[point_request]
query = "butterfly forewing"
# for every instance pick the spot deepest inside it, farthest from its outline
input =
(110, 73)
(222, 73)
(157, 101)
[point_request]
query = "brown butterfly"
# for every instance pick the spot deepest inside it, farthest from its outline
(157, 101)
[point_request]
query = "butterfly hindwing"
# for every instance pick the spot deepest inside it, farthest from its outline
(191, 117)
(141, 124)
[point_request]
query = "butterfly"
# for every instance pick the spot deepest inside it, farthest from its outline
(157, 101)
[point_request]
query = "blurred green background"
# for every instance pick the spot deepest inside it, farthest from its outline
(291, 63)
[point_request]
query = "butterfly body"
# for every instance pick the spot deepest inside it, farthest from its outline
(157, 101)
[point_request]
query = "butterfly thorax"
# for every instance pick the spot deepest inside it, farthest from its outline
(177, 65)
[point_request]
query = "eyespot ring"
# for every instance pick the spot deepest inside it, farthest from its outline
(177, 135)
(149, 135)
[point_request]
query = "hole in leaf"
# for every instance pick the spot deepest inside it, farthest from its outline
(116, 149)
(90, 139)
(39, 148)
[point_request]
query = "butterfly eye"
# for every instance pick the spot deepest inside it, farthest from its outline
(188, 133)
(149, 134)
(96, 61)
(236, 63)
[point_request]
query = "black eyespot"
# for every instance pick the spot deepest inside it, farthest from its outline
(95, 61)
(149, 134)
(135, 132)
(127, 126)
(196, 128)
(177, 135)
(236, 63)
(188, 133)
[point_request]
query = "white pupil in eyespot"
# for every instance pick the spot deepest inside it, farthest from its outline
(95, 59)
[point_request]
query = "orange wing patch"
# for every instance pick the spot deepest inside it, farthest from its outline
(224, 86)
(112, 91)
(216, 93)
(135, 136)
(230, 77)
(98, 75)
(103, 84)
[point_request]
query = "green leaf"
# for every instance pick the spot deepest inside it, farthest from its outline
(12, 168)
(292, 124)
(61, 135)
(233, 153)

--

— Problem description —
Every line of the records above needs to be given again exactly.

— Reply —
[point_request]
query = "butterfly forewing"
# for every instance pick the spot deepest inside it, farthest from its outline
input =
(110, 73)
(222, 73)
(157, 101)
[point_request]
query = "brown butterfly"
# for every instance pick the spot deepest inside it, farthest from its outline
(157, 101)
[point_request]
query = "butterfly hindwing"
# for every instance pick the spot deepest inside it, farthest from its outline
(191, 117)
(141, 124)
[point_request]
query = "butterfly"
# for every instance pick the spot deepest inside it, farthest from its outline
(157, 101)
[point_request]
query = "blurred green background"
# for every instance pick the spot deepest inside it, farthest from its outline
(291, 63)
[point_request]
query = "butterfly body"
# for every instance pick the spot deepest inside it, farthest from its outline
(157, 101)
[point_request]
query = "butterfly thorax"
# for every instance pick the spot deepest inside it, farthest from its outline
(177, 65)
[point_request]
query = "eyespot ring"
# for every instance pick the spot deepest inside it, farthest from its outline
(177, 135)
(149, 135)
[point_request]
query = "hole in leaf"
# for every instance pick the spot deepest inside it, farthest from its outline
(116, 149)
(90, 139)
(39, 148)
[point_request]
query = "butterfly eye"
# for every instance pick the spot deepest inside it, farthest from its outline
(188, 133)
(149, 134)
(96, 61)
(236, 63)
[point_request]
query = "black eyespot"
# for every instance pick the spot deepest inside it, farthest from its outline
(95, 61)
(149, 134)
(135, 132)
(127, 126)
(196, 128)
(177, 135)
(236, 63)
(188, 133)
[point_request]
query = "white pupil in eyespot"
# for every instance pick the spot deepest inside it, farthest from its outline
(95, 59)
[point_request]
query = "orange wing patch"
# for every instance pick the spot deepest inside it, farthest from its outline
(224, 86)
(112, 91)
(216, 93)
(135, 136)
(230, 77)
(98, 75)
(103, 84)
[point_request]
query = "green leaf"
# for every instance pick the spot deepest inside it, farthest from its outline
(12, 168)
(292, 124)
(61, 135)
(233, 153)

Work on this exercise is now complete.